*GIVEN PROBLEM*
Output every line of the rows below as a numbered list, omitting blank lines.

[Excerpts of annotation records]
"""

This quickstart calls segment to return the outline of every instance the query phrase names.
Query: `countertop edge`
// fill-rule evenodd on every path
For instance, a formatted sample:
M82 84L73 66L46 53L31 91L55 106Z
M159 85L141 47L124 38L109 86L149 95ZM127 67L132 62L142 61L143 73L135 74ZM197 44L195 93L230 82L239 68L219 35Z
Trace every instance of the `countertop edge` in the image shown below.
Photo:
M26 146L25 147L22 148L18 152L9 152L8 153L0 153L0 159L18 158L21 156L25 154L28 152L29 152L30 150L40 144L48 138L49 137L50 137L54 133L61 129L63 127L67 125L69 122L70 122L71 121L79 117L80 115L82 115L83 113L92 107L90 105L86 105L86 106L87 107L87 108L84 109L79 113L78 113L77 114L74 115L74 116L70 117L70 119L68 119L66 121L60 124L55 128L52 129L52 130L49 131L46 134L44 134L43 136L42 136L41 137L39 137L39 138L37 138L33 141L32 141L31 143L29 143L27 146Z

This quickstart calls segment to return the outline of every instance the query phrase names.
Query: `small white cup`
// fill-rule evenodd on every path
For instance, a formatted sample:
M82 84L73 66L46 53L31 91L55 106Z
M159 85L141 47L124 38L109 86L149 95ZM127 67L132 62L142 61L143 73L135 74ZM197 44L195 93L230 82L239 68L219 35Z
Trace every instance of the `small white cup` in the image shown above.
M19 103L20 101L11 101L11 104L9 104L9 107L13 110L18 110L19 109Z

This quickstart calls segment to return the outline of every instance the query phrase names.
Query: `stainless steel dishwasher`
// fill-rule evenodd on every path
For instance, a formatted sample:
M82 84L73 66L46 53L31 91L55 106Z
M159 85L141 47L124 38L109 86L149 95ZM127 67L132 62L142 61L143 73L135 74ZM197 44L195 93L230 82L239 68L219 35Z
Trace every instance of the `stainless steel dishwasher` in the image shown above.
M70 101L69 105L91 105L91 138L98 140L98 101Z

"""

*WORKED SOLUTION*
1. This quickstart calls segment to return the outline of every instance the query phrase names.
2. Query: `countertop edge`
3. // fill-rule evenodd on every path
4. For instance, a formatted sample:
5. M82 84L73 66L46 53L31 91L55 106Z
6. M159 85L141 47L124 38L109 86L149 95ZM127 67L132 62L142 61L143 73L135 74ZM197 44L195 93L230 82L239 68L219 35Z
7. Trace every instance of the `countertop edge` in the image shown below.
8. Photo:
9. M26 146L25 147L22 148L18 152L9 152L8 153L0 153L0 159L18 158L21 156L25 154L28 152L29 152L30 150L40 144L48 138L49 137L50 137L54 133L61 129L63 127L67 125L69 122L70 122L71 121L79 117L80 115L82 115L83 113L92 107L90 105L86 105L86 106L87 107L87 108L84 109L79 113L78 113L77 114L74 115L74 116L70 117L70 119L68 119L66 121L60 124L55 128L52 129L52 130L49 131L46 134L44 134L43 136L42 136L41 137L39 137L39 138L37 138L33 141L32 141L31 143L29 143L27 146Z
10. This quickstart calls segment to return the outline of every instance the query phrase names.
11. Query: `small white cup`
12. // fill-rule evenodd on every path
13. For instance, a formatted sample:
14. M82 84L73 66L46 53L31 91L55 106Z
15. M159 85L141 47L124 38L109 86L149 95ZM127 67L132 62L142 61L143 73L135 74ZM197 44L195 93L230 82L239 68L219 35Z
16. Trace every instance of the `small white cup` in the image shown above.
17. M19 103L20 101L11 101L11 104L9 104L9 107L13 110L18 110L19 109Z
18. This quickstart calls segment to return the outline of every instance the query phrase names.
19. Query: `stainless steel dishwasher`
20. // fill-rule evenodd on every path
21. For instance, a formatted sample:
22. M82 84L73 66L46 53L31 91L55 106Z
23. M159 85L141 47L124 38L109 86L149 95ZM127 67L132 62L142 61L143 73L135 74ZM197 44L195 93L230 82L239 68L219 35Z
24. Trace every instance of the `stainless steel dishwasher` in the image shown above.
25. M70 101L69 105L91 105L91 138L98 140L98 101Z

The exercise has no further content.